== TEXT PASSAGE ==

Comment by game_the0ry

1 year ago

As a south asian person, I could not agree more.

The irony is that my parents were immigrant entrepreneurs and my grandparents were also entrepreneurs on both sides. Yet my parents pushed me towards medical school or a stable job at the least.

I think this was for a couple reasons:

1. Asian parents express their insecurities through their children. They wanted a stable and high income (which maps to "doctor") so they push their kids to become the version of them they never were.

2. Asian parents treat their children like status symbols. Nothing says "I am the best parent" than being able to say "my son/daughter is a doctor." Saying 'my son/daughter owns their own business" just does not have the same ring to it.

In asian cultures, status and conformity are very valuable, and those do not map to high agency.

Not Asian or South Asian. I'm sure what you're saying is true.

But having parents that are not involved enough to push their kids towards anything in particular is a much bigger challenge to over come.

If you have a degree from a prestigious university and the network that comes along with it, pivoting towards start ups or something more creative or entrepreneurial is a lot easier than if you never went to college at all or didn't finish high school.

  • This is a fair point. I agree, there is a spectrum, and being more involved is better than being less involved.

===

TASKS FOR THIS EXERCISE
1) In the comment thread, what reasons does the first commenter give for their parents pushing them toward medical school?
2) According to the comment thread, what were the first commenter's grandparents on both sides?
3) Carry on the comment thread about parents and entrepreneurship from where it stops.

== DATA SHOWN ==

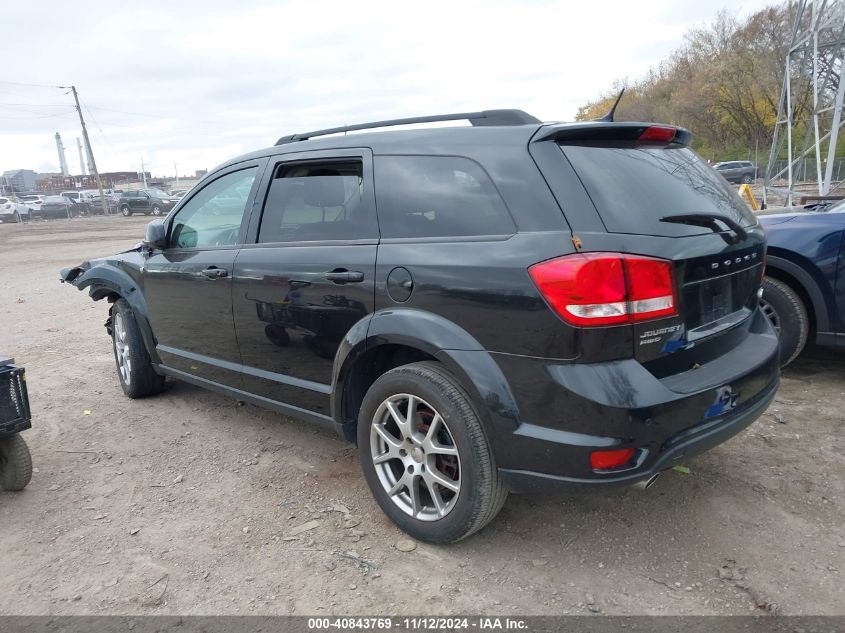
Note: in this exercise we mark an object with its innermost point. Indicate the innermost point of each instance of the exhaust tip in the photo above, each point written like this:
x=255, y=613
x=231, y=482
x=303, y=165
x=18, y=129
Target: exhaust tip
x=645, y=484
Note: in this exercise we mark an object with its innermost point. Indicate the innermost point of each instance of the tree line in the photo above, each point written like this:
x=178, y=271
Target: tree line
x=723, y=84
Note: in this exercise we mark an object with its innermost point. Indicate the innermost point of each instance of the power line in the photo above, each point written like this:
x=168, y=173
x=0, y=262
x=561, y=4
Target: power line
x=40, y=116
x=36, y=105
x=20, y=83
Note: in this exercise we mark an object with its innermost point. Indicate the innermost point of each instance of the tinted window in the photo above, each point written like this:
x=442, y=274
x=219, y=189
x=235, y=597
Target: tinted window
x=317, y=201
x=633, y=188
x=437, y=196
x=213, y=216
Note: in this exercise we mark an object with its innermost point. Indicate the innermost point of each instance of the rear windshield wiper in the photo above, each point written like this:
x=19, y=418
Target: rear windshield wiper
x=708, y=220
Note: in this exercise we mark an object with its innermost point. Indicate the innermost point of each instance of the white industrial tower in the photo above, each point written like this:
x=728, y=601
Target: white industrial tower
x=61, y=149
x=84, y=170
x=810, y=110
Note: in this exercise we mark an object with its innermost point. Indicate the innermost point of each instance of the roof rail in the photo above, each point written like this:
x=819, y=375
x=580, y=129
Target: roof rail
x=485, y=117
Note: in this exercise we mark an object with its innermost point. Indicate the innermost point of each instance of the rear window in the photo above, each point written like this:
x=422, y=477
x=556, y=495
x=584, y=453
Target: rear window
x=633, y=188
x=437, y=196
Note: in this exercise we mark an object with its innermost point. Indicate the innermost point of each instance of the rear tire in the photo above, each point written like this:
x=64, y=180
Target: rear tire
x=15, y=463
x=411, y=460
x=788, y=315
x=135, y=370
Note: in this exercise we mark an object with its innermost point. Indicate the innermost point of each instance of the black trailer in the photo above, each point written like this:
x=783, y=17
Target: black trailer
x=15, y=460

===

RESULTS OF THE EXERCISE
1) The commenter gives two reasons. First, Asian parents express their insecurities through their children: wanting a stable, high income, which maps to "doctor," they push their kids to become the version of themselves they never were. Second, they treat their children as status symbols, and saying "my son/daughter is a doctor" carries more prestige than saying their child owns a business.

2) They were entrepreneurs.

3)
  • On both ends here it's bad. I know several Asian kids who have permanently frayed relationships with parents because of how they felt their parents imposed their desires on their lives. The best is in the middle.

  • > push their kids

    I think complete apathy is uncommon. Parents mostly want their kids to succeed in what would loosely map to their own definitions, to be "content" and self-reliant. If they come from a blue collar background that will mean suggesting their kids pick up a trade. Educated parents will usually suggest college.

    You can't will ambition in someone else that isn't there, and it comes at a price. Some parents relentlessly make their kids train hard at sports, or studying, and they're miserable and resentful for it.

This sounds wildly similar to Brazilian parenting

  • It’s a spectrum. Many parents, across all countries act like this.

    • It tends to be associated with immigrants and parents who believe that they should have had a "better" job (even when they like what they do, they don't want their kids doing it).